So, what is my problem with 70? I guess it is the realization that all of the “some day”s that I have always counted on may no longer be there, and for a Jungian intuitive that can be rather threatening. But that is another story.

Wednesday, August 13, 2008


It is taking time, far more time than I usually spend on a painting, but it has been gratifying to see the progress. I don't know where this new found patience comes from, but I'm doing my best to take advantage of it.

There are more details to complete, as well as work on the foreground. I think the next time I post this will be the last. In the meantime, a new canvas has just been hoisted onto the easel.

Saturday, August 9, 2008


Sad Remains acrylic 36x36 $2500

Completed to mixed reviews yesterday. Today, after I rearrange the gallery walls (changing the paintings on the wall, not the walls themselves.), I will try to finish the market scene that I've been avoiding for the past several days.

Thursday, August 7, 2008


the Texaco a Lowertown Arts District information center

I came up with these words over several days of walking dogs shortly after moving to Paducah. They are to be sung to the tune of “the Streets of Laredo”.

As I walked out in the streets of Paducah,
As I walked out in Paducah one day.
I spied an old artist all beaten and battered,
All beaten and battered and covered with clay.

I asked the man gently what had he befallen,
What had he befallen so covered with clay.
He turned to me slowly and softly he whispered,
I f____ed with the muses, and this is my pay.

Laden with sorrow at this artist’s sad story,
I asked the poor soul just what I could do.
He quickly replied with a smile and suggested,
buy one of my paintings, better yet, make it two.

※ ※ ※

◆ **ASSIGNMENT 1**:
Using the page extract, explain why the writer has a problem with turning 70.
◆ **ASSIGNMENT 2**:
List every date heading that appears in the page extract.

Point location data

※ ※ ※

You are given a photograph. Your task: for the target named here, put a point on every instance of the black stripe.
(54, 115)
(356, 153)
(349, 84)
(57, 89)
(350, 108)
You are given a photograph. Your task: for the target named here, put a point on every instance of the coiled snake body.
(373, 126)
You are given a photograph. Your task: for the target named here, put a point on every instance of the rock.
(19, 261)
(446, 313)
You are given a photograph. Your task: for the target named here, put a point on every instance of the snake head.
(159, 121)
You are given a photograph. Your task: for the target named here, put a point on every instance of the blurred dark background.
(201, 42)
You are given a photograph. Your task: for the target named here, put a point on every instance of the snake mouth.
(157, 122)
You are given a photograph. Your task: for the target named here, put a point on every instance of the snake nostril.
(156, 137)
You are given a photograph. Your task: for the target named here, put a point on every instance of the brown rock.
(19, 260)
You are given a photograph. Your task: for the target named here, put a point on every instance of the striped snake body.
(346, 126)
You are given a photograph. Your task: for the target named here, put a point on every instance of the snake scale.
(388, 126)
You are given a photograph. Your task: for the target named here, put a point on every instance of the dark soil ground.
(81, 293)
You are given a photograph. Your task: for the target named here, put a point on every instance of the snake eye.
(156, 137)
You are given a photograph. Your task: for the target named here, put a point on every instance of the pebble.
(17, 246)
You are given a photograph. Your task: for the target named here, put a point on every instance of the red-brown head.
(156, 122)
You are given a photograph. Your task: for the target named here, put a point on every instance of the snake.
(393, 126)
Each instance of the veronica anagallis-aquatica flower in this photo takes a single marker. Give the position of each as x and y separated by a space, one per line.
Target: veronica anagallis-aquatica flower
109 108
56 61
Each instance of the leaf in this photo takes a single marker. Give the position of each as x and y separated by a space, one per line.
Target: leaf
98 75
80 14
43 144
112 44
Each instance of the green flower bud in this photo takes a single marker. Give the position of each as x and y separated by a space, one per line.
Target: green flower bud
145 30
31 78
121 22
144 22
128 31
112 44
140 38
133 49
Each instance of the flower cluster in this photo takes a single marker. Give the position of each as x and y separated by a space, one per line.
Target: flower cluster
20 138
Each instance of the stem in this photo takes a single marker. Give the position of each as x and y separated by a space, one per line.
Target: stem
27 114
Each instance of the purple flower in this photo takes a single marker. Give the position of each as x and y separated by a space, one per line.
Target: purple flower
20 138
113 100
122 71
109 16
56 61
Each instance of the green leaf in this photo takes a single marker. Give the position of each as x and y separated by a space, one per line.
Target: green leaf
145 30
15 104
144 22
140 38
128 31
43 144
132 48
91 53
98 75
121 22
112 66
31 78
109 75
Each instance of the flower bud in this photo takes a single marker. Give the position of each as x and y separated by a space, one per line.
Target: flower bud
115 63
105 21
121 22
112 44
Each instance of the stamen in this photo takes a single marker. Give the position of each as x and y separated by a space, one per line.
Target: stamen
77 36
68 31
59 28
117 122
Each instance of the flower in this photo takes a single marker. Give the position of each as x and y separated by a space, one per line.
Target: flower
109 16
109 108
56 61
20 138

※ ※ ※

◆ **EXERCISE OUTPUT 1**:
Turning 70 brings the realization that all the "some day"s the writer has always counted on may no longer be there. For a Jungian intuitive, that can be rather threatening.

◆ **EXERCISE OUTPUT 2**:
- Wednesday, August 13, 2008
- Saturday, August 9, 2008
- Thursday, August 7, 2008